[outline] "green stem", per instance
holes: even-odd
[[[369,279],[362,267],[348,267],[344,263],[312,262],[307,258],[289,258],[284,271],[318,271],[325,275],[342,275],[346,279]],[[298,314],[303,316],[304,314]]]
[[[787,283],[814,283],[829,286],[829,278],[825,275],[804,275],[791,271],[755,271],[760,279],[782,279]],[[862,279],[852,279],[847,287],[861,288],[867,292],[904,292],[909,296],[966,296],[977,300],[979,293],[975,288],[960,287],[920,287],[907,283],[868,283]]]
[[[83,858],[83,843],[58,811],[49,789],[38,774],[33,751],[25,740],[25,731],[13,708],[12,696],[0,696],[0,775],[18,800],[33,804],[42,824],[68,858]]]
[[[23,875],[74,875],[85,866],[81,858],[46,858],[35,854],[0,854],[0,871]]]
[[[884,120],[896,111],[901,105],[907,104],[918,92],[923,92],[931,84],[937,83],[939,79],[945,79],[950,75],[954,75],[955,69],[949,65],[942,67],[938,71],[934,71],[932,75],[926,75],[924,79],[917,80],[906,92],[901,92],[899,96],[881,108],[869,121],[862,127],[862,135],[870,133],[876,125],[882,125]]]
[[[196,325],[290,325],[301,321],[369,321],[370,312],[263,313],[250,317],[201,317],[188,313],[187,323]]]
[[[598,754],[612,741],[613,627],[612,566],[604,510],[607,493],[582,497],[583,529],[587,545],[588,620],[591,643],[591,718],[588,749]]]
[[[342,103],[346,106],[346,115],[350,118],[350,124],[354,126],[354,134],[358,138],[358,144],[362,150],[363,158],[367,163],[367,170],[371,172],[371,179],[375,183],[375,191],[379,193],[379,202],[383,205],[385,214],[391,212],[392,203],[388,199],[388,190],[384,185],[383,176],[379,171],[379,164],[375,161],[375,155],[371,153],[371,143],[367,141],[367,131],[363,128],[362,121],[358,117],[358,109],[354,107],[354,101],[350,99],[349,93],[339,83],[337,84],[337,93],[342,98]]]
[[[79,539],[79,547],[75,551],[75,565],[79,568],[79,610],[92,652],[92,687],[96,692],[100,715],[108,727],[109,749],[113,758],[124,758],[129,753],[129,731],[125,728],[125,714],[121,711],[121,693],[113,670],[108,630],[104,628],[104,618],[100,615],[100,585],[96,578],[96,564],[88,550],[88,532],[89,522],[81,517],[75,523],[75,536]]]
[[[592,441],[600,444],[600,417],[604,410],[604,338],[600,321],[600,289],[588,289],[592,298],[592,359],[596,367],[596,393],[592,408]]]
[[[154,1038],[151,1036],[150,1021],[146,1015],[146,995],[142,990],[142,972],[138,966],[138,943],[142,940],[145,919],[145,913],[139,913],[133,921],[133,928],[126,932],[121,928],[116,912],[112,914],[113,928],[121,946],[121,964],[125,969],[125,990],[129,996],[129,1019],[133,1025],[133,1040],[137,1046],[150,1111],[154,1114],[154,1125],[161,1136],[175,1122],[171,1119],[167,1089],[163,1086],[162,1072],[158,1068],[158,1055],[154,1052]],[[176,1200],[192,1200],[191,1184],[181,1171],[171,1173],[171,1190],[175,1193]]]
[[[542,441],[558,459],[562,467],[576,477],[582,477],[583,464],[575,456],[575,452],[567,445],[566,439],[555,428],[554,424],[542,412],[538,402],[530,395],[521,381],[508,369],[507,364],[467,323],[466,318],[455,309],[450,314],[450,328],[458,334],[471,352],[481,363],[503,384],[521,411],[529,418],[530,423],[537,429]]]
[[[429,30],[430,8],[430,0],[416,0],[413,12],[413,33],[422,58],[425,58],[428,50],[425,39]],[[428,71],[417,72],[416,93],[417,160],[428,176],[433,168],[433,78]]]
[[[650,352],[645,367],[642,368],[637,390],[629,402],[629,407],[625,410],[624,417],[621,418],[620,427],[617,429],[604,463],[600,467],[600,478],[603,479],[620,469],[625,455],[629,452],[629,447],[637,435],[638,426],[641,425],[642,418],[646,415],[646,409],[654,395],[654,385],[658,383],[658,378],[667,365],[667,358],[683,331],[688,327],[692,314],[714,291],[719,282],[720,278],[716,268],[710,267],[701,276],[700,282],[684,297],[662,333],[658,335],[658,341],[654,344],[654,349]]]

Action item.
For every record above, print an exact copy.

Response for this exercise.
[outline] "green stem", per instance
holes: even-odd
[[[369,279],[362,267],[348,267],[344,263],[312,262],[307,258],[289,258],[284,271],[318,271],[325,275],[342,275],[346,279]],[[298,314],[303,316],[304,314]]]
[[[787,283],[814,283],[829,286],[829,278],[825,275],[804,275],[791,271],[755,271],[760,279],[782,279]],[[862,279],[852,279],[847,287],[861,288],[867,292],[904,292],[909,296],[966,296],[977,300],[979,293],[975,288],[960,287],[920,287],[907,283],[868,283]]]
[[[83,858],[83,843],[58,811],[49,789],[38,774],[33,751],[25,740],[25,731],[13,708],[12,696],[0,696],[0,775],[18,800],[33,804],[42,824],[68,858]]]
[[[23,875],[74,875],[85,866],[81,858],[46,858],[35,854],[0,854],[0,871]]]
[[[884,120],[896,111],[901,105],[907,104],[918,92],[923,92],[931,84],[937,83],[939,79],[945,79],[950,75],[954,75],[955,69],[949,65],[942,67],[938,71],[934,71],[932,75],[926,75],[924,79],[917,80],[906,92],[901,92],[899,96],[881,108],[869,121],[862,127],[862,135],[870,133],[876,125],[882,125]]]
[[[196,325],[290,325],[301,321],[369,321],[370,312],[263,313],[250,317],[201,317],[188,313],[187,323]]]
[[[598,754],[612,741],[613,627],[612,566],[604,510],[607,493],[582,497],[583,529],[587,545],[588,620],[591,643],[591,718],[588,749]]]
[[[342,103],[346,106],[346,115],[350,118],[350,124],[354,126],[354,134],[358,138],[358,144],[362,150],[363,158],[367,163],[367,170],[371,172],[371,179],[375,183],[375,191],[379,193],[379,202],[383,205],[385,214],[391,212],[392,203],[388,199],[388,190],[384,185],[383,176],[379,171],[379,164],[375,161],[375,155],[371,153],[371,143],[367,141],[367,131],[363,128],[362,121],[358,117],[358,109],[354,107],[354,101],[350,99],[349,93],[339,83],[337,84],[337,93],[342,98]]]
[[[79,539],[79,547],[75,551],[75,565],[79,568],[79,610],[92,652],[92,687],[96,692],[100,715],[108,727],[109,749],[113,758],[124,758],[129,753],[129,731],[125,728],[125,714],[121,711],[121,693],[113,670],[108,630],[104,628],[104,618],[100,615],[100,585],[96,578],[96,564],[88,550],[88,532],[89,522],[81,517],[75,523],[75,536]]]
[[[592,441],[600,444],[600,417],[604,410],[604,338],[600,321],[600,289],[588,289],[592,298],[592,359],[596,367],[596,393],[592,408]]]
[[[154,1038],[151,1036],[150,1021],[146,1015],[146,995],[142,990],[142,972],[138,966],[138,943],[142,940],[145,919],[145,913],[139,913],[133,921],[133,928],[126,932],[121,928],[116,912],[112,914],[113,928],[121,946],[121,964],[125,969],[125,990],[129,996],[129,1019],[133,1025],[133,1040],[137,1046],[150,1111],[154,1114],[154,1125],[161,1136],[175,1122],[171,1119],[167,1089],[163,1086],[162,1072],[158,1068],[158,1055],[154,1052]],[[176,1200],[192,1200],[191,1184],[181,1171],[171,1173],[171,1190],[175,1193]]]
[[[542,441],[558,459],[562,467],[576,477],[582,477],[583,464],[575,456],[575,452],[567,445],[566,439],[555,428],[554,424],[542,412],[538,402],[530,395],[521,381],[508,369],[507,364],[467,323],[466,318],[455,309],[450,314],[450,328],[458,334],[471,352],[481,363],[503,384],[521,411],[529,418],[530,423],[537,429]]]
[[[429,30],[430,8],[430,0],[416,0],[413,12],[413,33],[422,58],[425,58],[428,50],[425,39]],[[428,71],[417,72],[416,93],[417,160],[428,176],[433,168],[433,78]]]
[[[650,352],[645,367],[642,368],[637,390],[629,402],[629,407],[625,410],[624,417],[621,418],[620,427],[617,429],[604,463],[600,467],[600,478],[603,479],[620,469],[625,455],[629,452],[629,447],[637,435],[638,426],[641,425],[642,418],[646,415],[646,409],[654,395],[654,385],[658,383],[658,378],[667,365],[667,358],[683,331],[688,327],[692,314],[714,291],[719,282],[720,278],[716,268],[710,267],[701,276],[700,282],[684,297],[662,333],[658,335],[658,341],[654,344],[654,349]]]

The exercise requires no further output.